*What needs to be done*.
Write the next part of the July 2017 Producer Price Index commentary, starting right after its final sentence.

::: Extracted text :::

Saturday, 19 of August of 2017

Economics. Explained.  


August 10, 2017

The Producer Price Index for final demand – intermediate demand  includes producer prices for goods, as well as prices for construction, services, government purchases, and exports and covers over 75% of domestic production.

Producer prices for final demand fell 0.1% in July after having risen 0.1% in June.  During the past year this inflation measure has risen 2.0%.  It has been bouncing around in a range from 2.0-2.5% for the past six months.

Excluding food and energy producer final demand prices also fell 0.1% after having risen 0.1% in June.  They have risen 1.8% since July of last year.  This series has not climbed above the 2.0% mark since April 2014 but it is obviously getting close.  Some economists are once again beginning to fret about deflation.  Forget about it.  Not going to happen.  This series continues to track near the Fed’s desired 2.0% pace.

This overall index can be split apart between goods prices and prices for services.

The PPI for final demand of goods was unchanged in July after having risen 0.1% in June. These prices have now risen 2.4% in the past year (left scale).  Excluding the volatile food and energy categories the PPI for goods fell 0.1% in July after having risen 0.1% in June.  During the past year the core PPI for goods has risen 2.0% (right scale).  It steadily accelerated for more than a year but has leveled off in recent months.

Food prices were unchanged in July after having jumped 0.6% in June.  Food prices are always volatile.  They can fall sharply for a few months, but then reverse direction quickly.  Over the past year food prices have risen 1.9%.

Energy prices declined 0.3% in July after having fallen 0.5% in June.  Energy prices have risen 4.3% in the past year.  These prices are also very volatile.

::: Collected data :::

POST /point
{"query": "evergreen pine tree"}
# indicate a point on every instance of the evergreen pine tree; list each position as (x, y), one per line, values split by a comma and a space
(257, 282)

:::

*Exercise result*.
The PPI for final demand of services fell 0.2% in July after having risen 0.2% in June.  This series has risen 1.7% over the course of the past year (left scale).  The 2.1% year-over-year increase for May was the largest 12-month increase in this services index since January 2015.  Changes in this component largely reflect a change in margins received by wholesalers and retailers (apparel, jewelry, and footwear in particular).  The PPI for final demand of services excluding trade and transportation rose 0.2% in July after having risen 0.3% in June.  It has climbed 2.0% during the past year.  The 2.2% year-over-year increase for June was the largest 12-month increase thus far in the business cycle.  Once again, any concern about deflation in the United States is totally off base.  Not going to happen.

Because the PPI measures the cost of materials for manufacturers, it is frequently believed to be a leading indicator of what might happen to consumer prices at a somewhat later date.   However, that connection is very loose.

It is important to remember that labor costs represent about two-thirds of the price of a product while materials account for the remaining one-third.  So, a far more important variable in determining what happens to the CPI is labor costs.  With the unemployment rate currently at 4.3%, the labor market is beyond full employment.  As a result, wages pressures are sure to rise, and once that happens firms are almost certain to pass that along to the consumer in the form of higher prices.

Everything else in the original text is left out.